##### MATERIAL #####
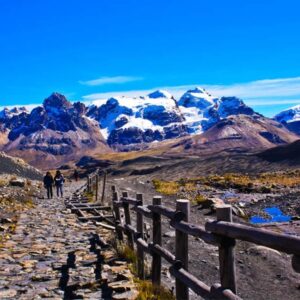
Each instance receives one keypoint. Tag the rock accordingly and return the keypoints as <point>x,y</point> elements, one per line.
<point>170,233</point>
<point>10,293</point>
<point>238,211</point>
<point>130,295</point>
<point>17,182</point>
<point>121,286</point>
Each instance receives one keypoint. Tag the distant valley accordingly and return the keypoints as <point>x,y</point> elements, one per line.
<point>196,124</point>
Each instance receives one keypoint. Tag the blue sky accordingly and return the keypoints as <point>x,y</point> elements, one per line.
<point>95,48</point>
#####
WHAT TO DO: Rewrite all the rows above with each "instance" replaced by "object" and everything else unchanged. Leave the pictures out.

WRITTEN ANSWER:
Each object receives one keypoint. Tag the rock accordingly and return the keypoints as <point>x,y</point> elements, one per line.
<point>170,233</point>
<point>10,293</point>
<point>238,211</point>
<point>130,295</point>
<point>17,182</point>
<point>121,286</point>
Each object receives one keypoint. Tag the distant valley accordingly and return the keypoints as <point>x,y</point> elements, one per line.
<point>196,124</point>
Each object receives one keypoint. Tag the blue sky accordingly and return the keypoints as <point>x,y</point> elements, one per line.
<point>95,48</point>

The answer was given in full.